## Segmentation labeling lines
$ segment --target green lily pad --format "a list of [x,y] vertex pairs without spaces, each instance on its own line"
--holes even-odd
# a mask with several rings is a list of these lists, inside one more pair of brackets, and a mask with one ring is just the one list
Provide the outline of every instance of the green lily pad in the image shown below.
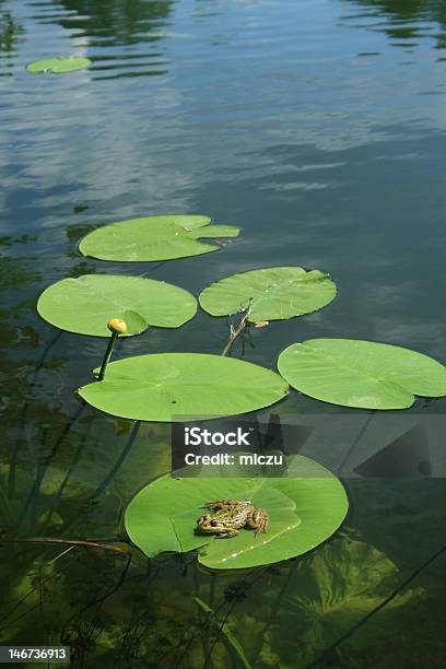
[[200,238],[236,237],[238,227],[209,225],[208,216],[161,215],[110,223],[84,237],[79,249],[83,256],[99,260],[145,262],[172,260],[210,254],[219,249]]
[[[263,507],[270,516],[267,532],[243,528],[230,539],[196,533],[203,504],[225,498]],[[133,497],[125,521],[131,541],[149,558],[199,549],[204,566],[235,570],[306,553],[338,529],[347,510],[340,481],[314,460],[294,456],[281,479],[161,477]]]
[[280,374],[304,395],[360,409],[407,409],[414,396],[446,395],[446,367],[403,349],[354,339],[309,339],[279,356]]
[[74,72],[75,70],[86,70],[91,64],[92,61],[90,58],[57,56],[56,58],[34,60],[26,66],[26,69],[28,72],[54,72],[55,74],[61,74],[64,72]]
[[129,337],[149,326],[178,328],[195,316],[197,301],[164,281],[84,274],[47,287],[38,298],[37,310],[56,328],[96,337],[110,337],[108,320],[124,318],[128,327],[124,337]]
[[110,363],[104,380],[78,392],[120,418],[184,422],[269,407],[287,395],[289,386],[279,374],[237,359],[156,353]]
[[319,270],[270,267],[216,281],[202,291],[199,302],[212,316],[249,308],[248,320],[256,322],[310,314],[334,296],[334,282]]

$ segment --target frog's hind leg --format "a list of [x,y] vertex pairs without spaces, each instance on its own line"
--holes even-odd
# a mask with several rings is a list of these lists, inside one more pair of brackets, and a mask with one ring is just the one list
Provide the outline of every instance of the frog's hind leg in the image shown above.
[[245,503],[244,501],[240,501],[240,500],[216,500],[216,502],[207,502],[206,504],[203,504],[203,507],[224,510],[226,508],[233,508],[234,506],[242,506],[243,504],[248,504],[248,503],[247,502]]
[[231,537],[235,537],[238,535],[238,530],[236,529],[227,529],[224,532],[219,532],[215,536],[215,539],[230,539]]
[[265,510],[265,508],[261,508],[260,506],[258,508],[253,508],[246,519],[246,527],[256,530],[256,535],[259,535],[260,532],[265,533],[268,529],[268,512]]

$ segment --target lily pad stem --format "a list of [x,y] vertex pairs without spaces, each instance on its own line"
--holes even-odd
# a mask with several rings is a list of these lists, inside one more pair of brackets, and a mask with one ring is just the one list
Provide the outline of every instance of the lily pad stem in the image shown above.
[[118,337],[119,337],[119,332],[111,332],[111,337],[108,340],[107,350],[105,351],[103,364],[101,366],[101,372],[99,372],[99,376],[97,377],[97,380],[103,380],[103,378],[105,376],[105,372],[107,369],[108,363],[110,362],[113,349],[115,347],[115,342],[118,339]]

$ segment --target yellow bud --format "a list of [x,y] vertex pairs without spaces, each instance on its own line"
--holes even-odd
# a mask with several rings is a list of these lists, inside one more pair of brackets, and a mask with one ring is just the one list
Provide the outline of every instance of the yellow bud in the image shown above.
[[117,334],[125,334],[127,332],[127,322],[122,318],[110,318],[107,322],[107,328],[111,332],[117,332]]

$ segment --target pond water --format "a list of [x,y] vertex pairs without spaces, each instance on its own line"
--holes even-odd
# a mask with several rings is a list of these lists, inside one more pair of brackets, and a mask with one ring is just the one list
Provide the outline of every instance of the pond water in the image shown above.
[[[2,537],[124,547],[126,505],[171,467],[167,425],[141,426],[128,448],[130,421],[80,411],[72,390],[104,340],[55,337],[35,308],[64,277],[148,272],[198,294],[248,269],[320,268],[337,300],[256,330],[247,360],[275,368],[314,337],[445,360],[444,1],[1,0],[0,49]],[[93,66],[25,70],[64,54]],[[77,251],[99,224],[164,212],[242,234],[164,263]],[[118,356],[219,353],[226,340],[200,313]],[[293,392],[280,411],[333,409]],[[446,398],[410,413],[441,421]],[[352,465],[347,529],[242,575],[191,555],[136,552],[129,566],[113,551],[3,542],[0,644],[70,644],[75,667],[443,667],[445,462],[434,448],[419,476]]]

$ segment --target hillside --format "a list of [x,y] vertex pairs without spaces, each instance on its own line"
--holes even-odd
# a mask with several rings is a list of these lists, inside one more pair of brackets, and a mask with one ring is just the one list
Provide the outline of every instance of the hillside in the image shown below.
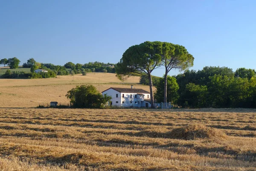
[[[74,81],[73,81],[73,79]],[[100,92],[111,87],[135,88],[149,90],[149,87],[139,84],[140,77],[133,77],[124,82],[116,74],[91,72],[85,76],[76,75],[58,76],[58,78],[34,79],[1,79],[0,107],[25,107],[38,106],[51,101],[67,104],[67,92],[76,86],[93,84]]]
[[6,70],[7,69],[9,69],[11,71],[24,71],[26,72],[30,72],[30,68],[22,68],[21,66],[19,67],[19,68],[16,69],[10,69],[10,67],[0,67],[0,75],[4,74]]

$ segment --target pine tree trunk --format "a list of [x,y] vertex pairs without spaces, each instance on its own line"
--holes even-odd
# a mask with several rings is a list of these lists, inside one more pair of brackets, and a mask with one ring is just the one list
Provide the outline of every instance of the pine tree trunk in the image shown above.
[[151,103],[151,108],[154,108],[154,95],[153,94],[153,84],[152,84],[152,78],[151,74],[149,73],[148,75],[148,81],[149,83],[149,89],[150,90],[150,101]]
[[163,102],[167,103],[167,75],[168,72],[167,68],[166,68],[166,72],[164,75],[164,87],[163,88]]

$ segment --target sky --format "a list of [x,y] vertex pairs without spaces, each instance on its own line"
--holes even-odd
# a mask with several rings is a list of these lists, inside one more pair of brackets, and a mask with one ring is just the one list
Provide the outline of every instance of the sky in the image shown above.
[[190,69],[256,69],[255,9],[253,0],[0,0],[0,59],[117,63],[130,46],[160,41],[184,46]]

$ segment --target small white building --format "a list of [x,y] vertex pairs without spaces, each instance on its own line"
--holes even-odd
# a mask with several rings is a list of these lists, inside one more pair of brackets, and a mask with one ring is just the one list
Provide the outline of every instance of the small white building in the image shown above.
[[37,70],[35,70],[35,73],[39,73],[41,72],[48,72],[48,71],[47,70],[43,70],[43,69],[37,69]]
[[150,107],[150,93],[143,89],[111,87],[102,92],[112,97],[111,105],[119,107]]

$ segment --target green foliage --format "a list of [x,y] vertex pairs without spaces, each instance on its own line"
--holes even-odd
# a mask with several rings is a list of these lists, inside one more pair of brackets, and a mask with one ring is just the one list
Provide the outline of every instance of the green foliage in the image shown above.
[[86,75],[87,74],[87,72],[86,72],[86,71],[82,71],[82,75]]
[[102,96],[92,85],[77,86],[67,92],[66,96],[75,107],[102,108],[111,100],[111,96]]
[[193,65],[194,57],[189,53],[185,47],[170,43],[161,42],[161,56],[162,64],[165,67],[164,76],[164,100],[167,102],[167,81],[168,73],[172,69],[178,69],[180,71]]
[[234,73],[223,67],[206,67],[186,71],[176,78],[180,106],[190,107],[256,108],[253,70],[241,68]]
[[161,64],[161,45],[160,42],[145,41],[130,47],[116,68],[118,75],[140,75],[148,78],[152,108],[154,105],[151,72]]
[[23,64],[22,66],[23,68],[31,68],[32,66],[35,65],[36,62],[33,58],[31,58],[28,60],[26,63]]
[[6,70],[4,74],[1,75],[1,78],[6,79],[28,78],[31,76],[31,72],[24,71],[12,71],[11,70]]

## EXERCISE DETAILS
Can you write out all of the lines above again with "outline" swapped for "contour" everywhere and nothing else changed? Omit the pictures from your answer.

## FINISHED ANSWER
$ segment --target green lily pad --format "a list of [x,y] vertex pairs without spaces, each instance on its own line"
--holes even-odd
# a mask with several rings is a list of these lists, inside one more pair of brackets, and a mask with one ring is just the one list
Provide the contour of every instance of the green lily pad in the image shown below.
[[200,238],[236,237],[238,227],[209,225],[208,216],[161,215],[110,223],[84,237],[79,249],[83,256],[99,260],[145,262],[172,260],[210,254],[219,249]]
[[[263,507],[270,516],[267,532],[243,528],[230,539],[196,533],[203,504],[225,498]],[[133,497],[125,521],[131,541],[149,558],[199,549],[204,566],[235,570],[306,553],[338,529],[347,510],[340,481],[314,460],[294,456],[281,479],[161,477]]]
[[280,374],[304,395],[360,409],[407,409],[414,396],[446,395],[446,367],[403,349],[354,339],[309,339],[279,356]]
[[74,72],[75,70],[86,70],[91,64],[92,61],[90,58],[57,56],[56,58],[34,60],[26,66],[26,69],[28,72],[54,72],[55,74],[61,74],[64,72]]
[[129,337],[149,326],[178,328],[195,316],[197,301],[164,281],[84,274],[47,287],[38,298],[37,310],[56,328],[96,337],[110,337],[108,320],[124,318],[128,327],[124,337]]
[[110,363],[104,380],[78,392],[120,418],[184,422],[269,407],[287,395],[289,386],[279,374],[237,359],[156,353]]
[[319,270],[270,267],[216,281],[202,291],[199,302],[212,316],[249,308],[248,320],[256,322],[310,314],[334,296],[334,282]]

$ segment --target frog's hind leg --format "a list of [x,y] vertex pairs without spaces, each instance on its own line"
--holes even-odd
# a mask with several rings is a list of these lists, inside one more pair of brackets, and a mask with one ring is just the one list
Provide the contour of every instance of the frog's hind leg in the image shown above.
[[245,503],[244,501],[240,501],[240,500],[216,500],[216,502],[207,502],[206,504],[203,504],[203,507],[224,510],[226,508],[233,508],[234,506],[242,506],[243,504],[248,504],[248,503],[247,502]]
[[231,537],[235,537],[238,535],[238,530],[236,529],[227,529],[224,532],[219,532],[215,536],[215,539],[230,539]]
[[265,510],[265,508],[261,508],[260,506],[258,508],[253,508],[246,519],[246,527],[256,530],[256,535],[259,535],[260,532],[265,533],[268,529],[268,512]]

$ segment --target lily pad stem --format "a list of [x,y] vertex pairs without spaces, each instance on its own line"
--holes even-odd
# a mask with several rings is a list of these lists, inside one more pair of brackets, and a mask with one ring is just the one list
Provide the contour of every instance of the lily pad stem in the image shown above.
[[118,337],[119,337],[119,332],[111,332],[111,337],[108,340],[107,350],[105,351],[103,364],[101,366],[101,372],[99,372],[99,376],[97,377],[97,380],[103,380],[103,378],[105,376],[105,372],[107,369],[108,363],[110,362],[113,349],[115,347],[115,342],[118,339]]

$ segment --target yellow bud --format "a list of [x,y] vertex pairs without spaces, each instance on its own line"
--holes even-odd
# a mask with several rings is a list of these lists, inside one more pair of brackets, and a mask with one ring is just the one list
Provide the contour of every instance of the yellow bud in the image shown above.
[[117,334],[125,334],[127,332],[127,322],[122,318],[110,318],[107,322],[107,328],[111,332],[117,332]]

$ segment --target pond water --format "a list of [x,y] vertex pairs without spaces, each instance on its own line"
--holes even-odd
# a mask with several rings is a list of these lists, inside one more pair of brackets, and a mask with one ring is just the one list
Provide the contour of every instance of the pond water in the image shown above.
[[[2,537],[124,547],[126,505],[171,467],[167,425],[141,426],[128,448],[130,421],[80,411],[72,390],[104,340],[55,337],[35,308],[64,277],[148,272],[198,294],[248,269],[320,268],[337,300],[256,330],[247,360],[275,368],[314,337],[445,360],[444,1],[1,0],[0,49]],[[93,66],[25,70],[64,54]],[[77,251],[99,224],[164,212],[242,234],[164,263]],[[118,356],[219,353],[226,340],[200,313]],[[293,392],[280,411],[333,409]],[[446,398],[410,413],[441,421]],[[352,465],[347,529],[242,575],[191,555],[136,552],[129,566],[113,551],[3,542],[0,644],[70,644],[75,667],[443,667],[445,462],[434,448],[419,476]]]

$ segment --target hillside --format "a list of [x,y] vertex pairs without spaces, each instance on its own line"
--holes even-odd
# a mask with several rings is a list of these lists, inside one more pair of brackets, and a mask with one ring is just the one list
Provide the contour of every instance of the hillside in the image shown below.
[[[74,81],[73,81],[73,79]],[[100,92],[111,87],[135,88],[149,90],[149,87],[139,84],[140,77],[133,77],[124,82],[116,74],[91,72],[85,76],[76,75],[58,76],[58,78],[34,79],[1,79],[0,107],[25,107],[38,106],[51,101],[67,104],[67,92],[76,86],[93,84]]]
[[6,70],[7,69],[9,69],[11,71],[24,71],[26,72],[30,72],[30,68],[22,68],[21,66],[19,67],[19,68],[16,69],[10,69],[10,67],[0,67],[0,75],[4,74]]

$ segment --target pine tree trunk --format "a list of [x,y] vertex pairs without spaces, each instance on its own line"
--holes even-odd
# a mask with several rings is a list of these lists, inside one more pair of brackets, and a mask with one ring is just the one list
Provide the contour of every instance of the pine tree trunk in the image shown above.
[[151,103],[151,108],[154,108],[154,95],[153,94],[153,84],[152,84],[152,78],[151,74],[149,73],[148,75],[148,81],[149,83],[149,89],[150,90],[150,101]]
[[163,102],[167,103],[167,75],[168,72],[167,68],[166,68],[166,72],[164,75],[164,87],[163,88]]

$ segment --target sky --format "a list of [x,y] vertex pairs without spaces, each instance on its own line"
--holes even-odd
# a mask with several rings is a list of these lists, inside one more pair of brackets, and a mask with one ring is just the one list
Provide the contour of every instance of the sky in the image shown above.
[[190,69],[256,69],[255,9],[253,0],[0,0],[0,59],[117,63],[130,46],[160,41],[184,46]]

$ segment --target small white building --format "a list of [x,y] vertex pairs without spaces, each instance on its own line"
--holes even-odd
# a mask with several rings is a list of these lists, inside one more pair of brackets, and a mask with one ring is just the one list
Provide the contour of every instance of the small white building in the image shown above.
[[37,70],[35,70],[35,73],[39,73],[41,72],[48,72],[48,71],[47,70],[43,70],[43,69],[37,69]]
[[150,107],[150,93],[143,89],[111,87],[102,92],[112,97],[111,105],[119,107]]

$ segment --target green foliage --format "a list of [x,y] vertex pairs without spaces, each instance on its own line"
--holes even-odd
# a mask with several rings is a list of these lists, inside one more pair of brackets, and a mask with one ring is just the one list
Provide the contour of every instance of the green foliage in the image shown above.
[[86,75],[87,74],[87,72],[86,72],[86,71],[82,71],[82,75]]
[[102,96],[92,85],[77,86],[67,92],[66,96],[75,107],[102,108],[111,100],[111,96]]
[[193,65],[194,57],[189,53],[185,47],[170,43],[161,42],[161,56],[162,64],[165,67],[164,76],[164,100],[167,102],[167,81],[168,73],[172,69],[178,69],[180,71]]
[[234,73],[223,67],[206,67],[186,71],[176,78],[180,106],[190,107],[256,108],[253,70],[241,68]]
[[161,64],[161,45],[160,42],[145,41],[130,47],[116,68],[118,75],[140,75],[148,78],[152,108],[154,105],[151,72]]
[[23,64],[22,66],[23,68],[31,68],[32,66],[35,65],[36,62],[33,58],[31,58],[28,60],[26,63]]
[[6,70],[4,74],[1,75],[1,78],[6,79],[28,78],[31,76],[31,72],[24,71],[12,71],[11,70]]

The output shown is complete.